WHAT IS REQUIRED: In the data below, repeat the line containing "siding in this photo, one line per instance." and every following line exactly, up to and including the last line. Exclude pictures.

SOURCE DATA:
* * *

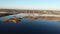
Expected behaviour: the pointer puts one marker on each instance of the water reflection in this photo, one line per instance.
(27, 25)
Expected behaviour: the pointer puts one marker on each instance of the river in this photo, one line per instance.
(30, 26)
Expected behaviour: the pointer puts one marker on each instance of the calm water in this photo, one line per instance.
(31, 26)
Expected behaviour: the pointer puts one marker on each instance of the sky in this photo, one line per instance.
(30, 4)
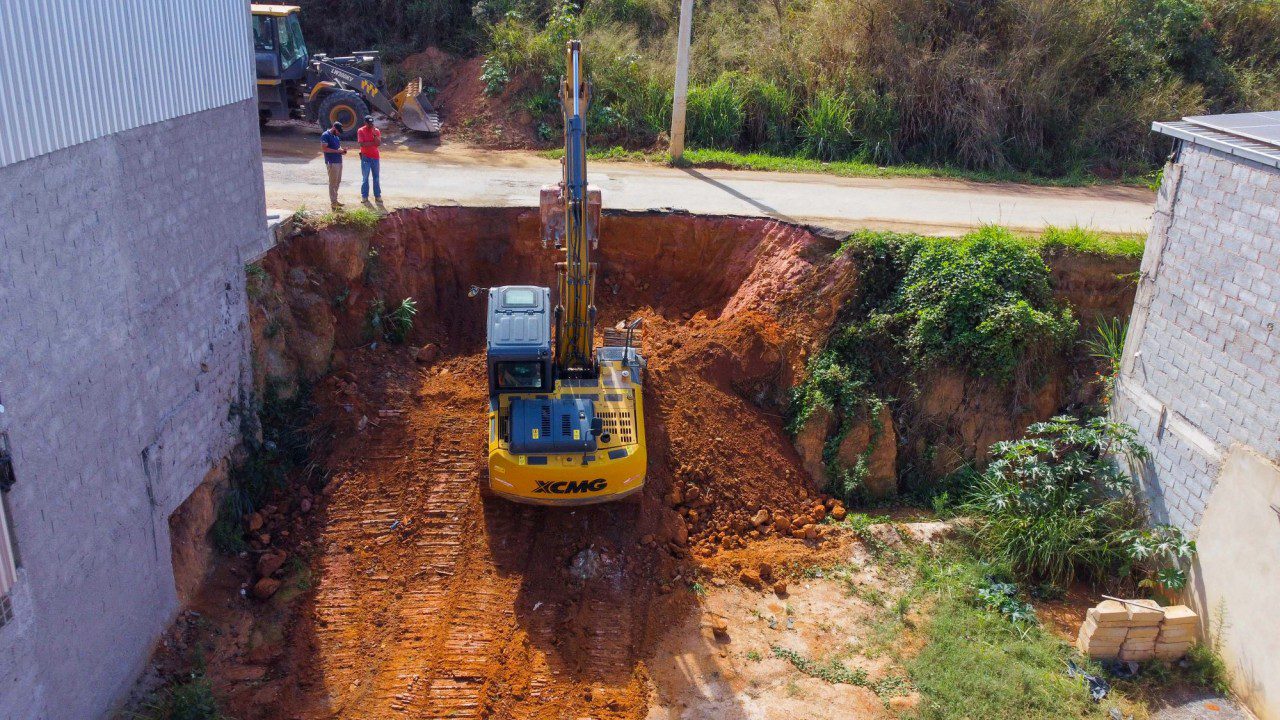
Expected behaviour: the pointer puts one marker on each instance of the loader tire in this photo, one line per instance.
(343, 106)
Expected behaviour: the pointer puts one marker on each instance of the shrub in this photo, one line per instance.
(393, 326)
(1054, 506)
(983, 302)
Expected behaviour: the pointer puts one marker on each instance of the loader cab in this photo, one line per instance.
(279, 59)
(279, 48)
(519, 341)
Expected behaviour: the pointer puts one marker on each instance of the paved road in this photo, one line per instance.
(416, 173)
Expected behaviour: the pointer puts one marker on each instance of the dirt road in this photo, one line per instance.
(417, 172)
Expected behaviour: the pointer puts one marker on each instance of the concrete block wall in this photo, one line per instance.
(1201, 383)
(123, 347)
(1202, 360)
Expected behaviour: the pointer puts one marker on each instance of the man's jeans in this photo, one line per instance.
(370, 165)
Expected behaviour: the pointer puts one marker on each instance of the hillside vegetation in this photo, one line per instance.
(1052, 87)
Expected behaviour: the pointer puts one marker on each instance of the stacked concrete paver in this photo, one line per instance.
(1137, 630)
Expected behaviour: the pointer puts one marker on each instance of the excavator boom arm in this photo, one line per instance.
(576, 309)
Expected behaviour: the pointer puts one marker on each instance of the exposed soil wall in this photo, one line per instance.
(420, 600)
(732, 304)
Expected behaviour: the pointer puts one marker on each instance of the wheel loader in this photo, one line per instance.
(321, 89)
(566, 420)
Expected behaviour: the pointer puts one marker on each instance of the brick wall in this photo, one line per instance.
(1202, 360)
(123, 345)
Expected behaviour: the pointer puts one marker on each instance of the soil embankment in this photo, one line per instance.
(420, 598)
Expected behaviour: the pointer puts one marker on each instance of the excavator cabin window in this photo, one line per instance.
(264, 33)
(520, 374)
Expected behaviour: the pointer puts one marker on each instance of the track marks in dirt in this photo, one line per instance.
(433, 604)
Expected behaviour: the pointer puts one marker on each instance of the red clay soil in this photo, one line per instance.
(471, 114)
(428, 601)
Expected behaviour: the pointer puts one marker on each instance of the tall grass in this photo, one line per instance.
(716, 114)
(1054, 506)
(1052, 87)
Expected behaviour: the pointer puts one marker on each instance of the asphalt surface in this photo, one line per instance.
(416, 172)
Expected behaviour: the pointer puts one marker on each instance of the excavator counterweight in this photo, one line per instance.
(566, 419)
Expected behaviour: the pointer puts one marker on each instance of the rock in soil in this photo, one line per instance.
(585, 565)
(270, 561)
(265, 588)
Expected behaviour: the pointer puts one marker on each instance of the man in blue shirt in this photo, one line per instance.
(330, 142)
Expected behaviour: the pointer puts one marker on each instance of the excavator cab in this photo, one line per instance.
(566, 419)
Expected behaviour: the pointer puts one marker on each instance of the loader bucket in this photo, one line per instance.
(415, 110)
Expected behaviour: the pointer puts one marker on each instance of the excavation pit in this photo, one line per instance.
(423, 598)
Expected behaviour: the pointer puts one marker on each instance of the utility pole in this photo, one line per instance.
(677, 108)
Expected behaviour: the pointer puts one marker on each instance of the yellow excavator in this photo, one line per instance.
(566, 427)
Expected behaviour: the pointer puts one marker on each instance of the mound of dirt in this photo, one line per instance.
(423, 600)
(471, 114)
(428, 600)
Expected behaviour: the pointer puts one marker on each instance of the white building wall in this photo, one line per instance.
(72, 71)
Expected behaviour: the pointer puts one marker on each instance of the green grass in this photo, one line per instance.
(977, 664)
(734, 160)
(361, 218)
(1093, 242)
(187, 700)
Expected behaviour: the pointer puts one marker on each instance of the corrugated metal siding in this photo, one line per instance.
(72, 71)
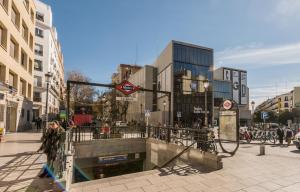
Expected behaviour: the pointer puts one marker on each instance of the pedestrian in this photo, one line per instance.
(280, 134)
(38, 124)
(289, 135)
(52, 145)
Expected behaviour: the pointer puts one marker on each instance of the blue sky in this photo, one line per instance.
(259, 36)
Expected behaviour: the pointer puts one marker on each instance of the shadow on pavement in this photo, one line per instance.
(21, 172)
(184, 170)
(296, 151)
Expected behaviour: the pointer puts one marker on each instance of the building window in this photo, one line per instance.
(2, 107)
(4, 4)
(30, 66)
(12, 80)
(39, 32)
(22, 113)
(39, 16)
(32, 15)
(14, 49)
(23, 59)
(37, 81)
(29, 91)
(37, 97)
(38, 49)
(22, 87)
(31, 42)
(28, 115)
(2, 73)
(26, 4)
(3, 36)
(15, 17)
(25, 31)
(38, 65)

* * *

REPLY TO THE TASK:
Expected behaviour: the pointer puts one marker on each instance of the corrugated metal siding in this photo, one line per instance.
(72, 71)
Expected behaviour: the pointer puts one marker on each instance of the pedestrian in this photo, one line per instance.
(280, 134)
(38, 124)
(289, 135)
(52, 145)
Expected behaviour: the pointer puts one marker on each instance of the blue sky in this photo, one line per instance.
(259, 36)
Expected behaviour: the pointer puts one marker on each instance of the shadow on pavement in this photo, one line per instance.
(21, 172)
(184, 170)
(296, 151)
Expected behaviour: the pointer puts one marker on each instance of the building window in this photo, one line per instance.
(2, 107)
(4, 4)
(30, 66)
(12, 80)
(39, 32)
(22, 113)
(39, 16)
(32, 15)
(14, 49)
(23, 59)
(37, 81)
(29, 91)
(37, 97)
(38, 49)
(22, 87)
(31, 42)
(28, 115)
(2, 73)
(26, 4)
(3, 36)
(15, 17)
(25, 31)
(38, 65)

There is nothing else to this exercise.